* **Material for this task**
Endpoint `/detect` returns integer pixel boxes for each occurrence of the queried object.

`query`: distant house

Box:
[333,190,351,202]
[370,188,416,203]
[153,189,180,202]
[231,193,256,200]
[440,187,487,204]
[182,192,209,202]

* **Objective**
Reproduce the data above, swapping "distant house" for "far-off building" and keeping everything else the same.

* **Solution for this problem**
Endpoint `/detect` returns integer pixel boxes for each occurrence of the queried object.

`query`: far-off building

Box:
[333,190,351,202]
[370,188,416,203]
[153,189,180,202]
[231,193,256,200]
[440,187,487,204]
[182,192,209,202]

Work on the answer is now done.